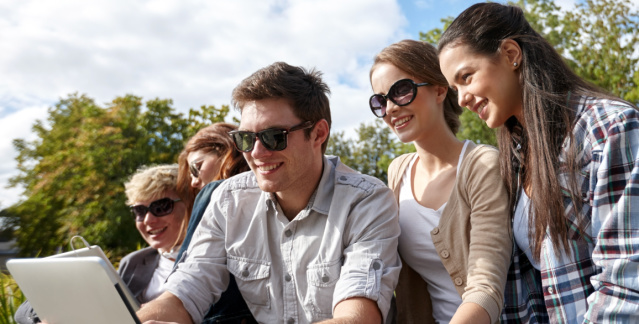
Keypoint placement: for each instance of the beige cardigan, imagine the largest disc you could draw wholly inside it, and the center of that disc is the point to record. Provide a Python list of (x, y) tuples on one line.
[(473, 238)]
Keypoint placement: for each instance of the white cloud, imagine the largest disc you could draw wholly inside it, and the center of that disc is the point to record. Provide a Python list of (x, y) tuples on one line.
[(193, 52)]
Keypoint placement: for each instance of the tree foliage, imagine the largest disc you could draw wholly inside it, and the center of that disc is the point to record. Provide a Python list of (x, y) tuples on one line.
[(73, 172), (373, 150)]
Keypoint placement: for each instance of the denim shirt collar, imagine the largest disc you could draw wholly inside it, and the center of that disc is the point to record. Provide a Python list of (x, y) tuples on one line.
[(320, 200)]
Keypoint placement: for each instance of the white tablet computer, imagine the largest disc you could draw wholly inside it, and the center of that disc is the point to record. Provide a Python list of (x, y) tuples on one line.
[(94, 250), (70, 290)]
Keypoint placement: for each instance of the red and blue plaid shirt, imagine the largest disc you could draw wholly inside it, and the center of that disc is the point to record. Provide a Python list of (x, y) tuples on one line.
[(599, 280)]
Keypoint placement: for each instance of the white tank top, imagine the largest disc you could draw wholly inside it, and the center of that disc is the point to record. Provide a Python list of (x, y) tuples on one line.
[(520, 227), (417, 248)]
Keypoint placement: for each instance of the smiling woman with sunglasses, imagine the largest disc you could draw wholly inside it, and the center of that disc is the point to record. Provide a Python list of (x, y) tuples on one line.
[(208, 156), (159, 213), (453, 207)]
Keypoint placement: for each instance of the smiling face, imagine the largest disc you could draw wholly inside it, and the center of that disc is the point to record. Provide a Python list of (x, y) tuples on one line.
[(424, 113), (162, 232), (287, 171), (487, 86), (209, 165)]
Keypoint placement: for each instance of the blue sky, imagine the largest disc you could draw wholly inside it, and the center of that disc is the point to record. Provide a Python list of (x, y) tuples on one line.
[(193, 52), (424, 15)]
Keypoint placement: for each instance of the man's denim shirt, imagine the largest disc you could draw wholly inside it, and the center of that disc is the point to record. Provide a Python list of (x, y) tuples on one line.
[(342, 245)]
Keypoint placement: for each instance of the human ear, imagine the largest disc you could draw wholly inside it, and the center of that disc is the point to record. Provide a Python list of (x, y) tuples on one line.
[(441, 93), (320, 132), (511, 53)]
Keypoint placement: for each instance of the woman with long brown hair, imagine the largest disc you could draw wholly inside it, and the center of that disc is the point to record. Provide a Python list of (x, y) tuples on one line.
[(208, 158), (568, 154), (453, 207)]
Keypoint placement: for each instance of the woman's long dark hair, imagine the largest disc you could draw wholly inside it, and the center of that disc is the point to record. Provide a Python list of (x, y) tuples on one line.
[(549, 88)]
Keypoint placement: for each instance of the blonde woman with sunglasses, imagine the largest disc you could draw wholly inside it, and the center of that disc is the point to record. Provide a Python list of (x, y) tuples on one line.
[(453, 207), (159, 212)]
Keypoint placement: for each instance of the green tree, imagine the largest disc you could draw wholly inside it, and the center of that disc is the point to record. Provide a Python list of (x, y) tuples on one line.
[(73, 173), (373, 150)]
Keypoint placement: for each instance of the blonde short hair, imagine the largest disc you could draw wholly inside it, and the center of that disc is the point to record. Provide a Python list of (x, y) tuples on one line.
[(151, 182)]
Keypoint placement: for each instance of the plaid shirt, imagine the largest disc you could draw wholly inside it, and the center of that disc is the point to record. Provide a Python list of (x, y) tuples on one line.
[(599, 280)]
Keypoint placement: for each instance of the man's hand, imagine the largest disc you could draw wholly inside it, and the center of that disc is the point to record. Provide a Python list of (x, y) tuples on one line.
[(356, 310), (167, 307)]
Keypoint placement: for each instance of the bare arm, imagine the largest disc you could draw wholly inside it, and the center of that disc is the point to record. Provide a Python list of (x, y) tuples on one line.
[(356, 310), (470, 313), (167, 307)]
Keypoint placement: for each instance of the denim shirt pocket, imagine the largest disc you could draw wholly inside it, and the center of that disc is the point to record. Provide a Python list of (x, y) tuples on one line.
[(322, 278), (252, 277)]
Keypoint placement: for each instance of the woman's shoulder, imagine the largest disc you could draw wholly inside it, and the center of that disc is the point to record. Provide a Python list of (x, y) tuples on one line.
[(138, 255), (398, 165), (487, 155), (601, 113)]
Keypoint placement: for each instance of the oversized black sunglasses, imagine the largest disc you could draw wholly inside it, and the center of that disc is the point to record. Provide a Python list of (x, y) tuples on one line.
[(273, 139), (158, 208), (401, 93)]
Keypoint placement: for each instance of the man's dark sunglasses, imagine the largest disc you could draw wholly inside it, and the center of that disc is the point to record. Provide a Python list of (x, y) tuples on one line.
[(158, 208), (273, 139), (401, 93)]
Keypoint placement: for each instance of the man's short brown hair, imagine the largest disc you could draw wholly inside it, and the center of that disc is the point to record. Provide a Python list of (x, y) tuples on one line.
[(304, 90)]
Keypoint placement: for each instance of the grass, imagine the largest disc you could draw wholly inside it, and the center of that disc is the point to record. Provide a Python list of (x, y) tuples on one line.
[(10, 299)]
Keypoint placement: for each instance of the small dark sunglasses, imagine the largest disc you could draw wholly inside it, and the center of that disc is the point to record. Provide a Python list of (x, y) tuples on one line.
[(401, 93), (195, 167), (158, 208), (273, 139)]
━━━━━━━━━━
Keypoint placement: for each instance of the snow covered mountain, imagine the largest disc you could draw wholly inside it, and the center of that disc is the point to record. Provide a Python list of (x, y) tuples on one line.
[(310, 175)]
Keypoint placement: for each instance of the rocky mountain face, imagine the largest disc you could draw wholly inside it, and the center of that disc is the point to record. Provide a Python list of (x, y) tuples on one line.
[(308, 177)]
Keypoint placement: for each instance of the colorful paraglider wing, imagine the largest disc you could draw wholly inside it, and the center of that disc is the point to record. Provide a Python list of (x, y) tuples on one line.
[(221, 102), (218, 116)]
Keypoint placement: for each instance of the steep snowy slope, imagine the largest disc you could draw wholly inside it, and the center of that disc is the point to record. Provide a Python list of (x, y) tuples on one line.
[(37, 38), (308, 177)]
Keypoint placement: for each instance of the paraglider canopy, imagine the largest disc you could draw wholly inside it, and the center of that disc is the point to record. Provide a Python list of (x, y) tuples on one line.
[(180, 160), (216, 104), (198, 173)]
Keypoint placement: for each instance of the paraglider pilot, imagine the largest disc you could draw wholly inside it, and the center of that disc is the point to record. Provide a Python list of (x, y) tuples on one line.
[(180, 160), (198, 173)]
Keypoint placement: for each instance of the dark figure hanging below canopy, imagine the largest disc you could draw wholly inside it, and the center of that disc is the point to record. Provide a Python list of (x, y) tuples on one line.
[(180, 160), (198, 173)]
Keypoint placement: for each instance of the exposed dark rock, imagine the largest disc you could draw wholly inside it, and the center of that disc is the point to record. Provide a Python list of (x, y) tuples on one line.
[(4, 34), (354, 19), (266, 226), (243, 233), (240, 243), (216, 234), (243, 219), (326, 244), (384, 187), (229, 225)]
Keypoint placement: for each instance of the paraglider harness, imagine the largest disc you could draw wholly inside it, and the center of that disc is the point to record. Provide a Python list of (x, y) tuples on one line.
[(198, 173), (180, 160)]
━━━━━━━━━━
TO BE DONE: Copy out, unchanged, the rows starting with the line containing "Keypoint placement: for each instance of the rocky" and going on through the line containing "[(308, 177)]".

EXPECTED ANSWER:
Keypoint placement: for each instance of the rocky mountain face, imagine the largest disc you could draw wholly inside it, and the center of that disc is the point to record. Provide a Python list of (x, y) tuples on one line.
[(308, 177)]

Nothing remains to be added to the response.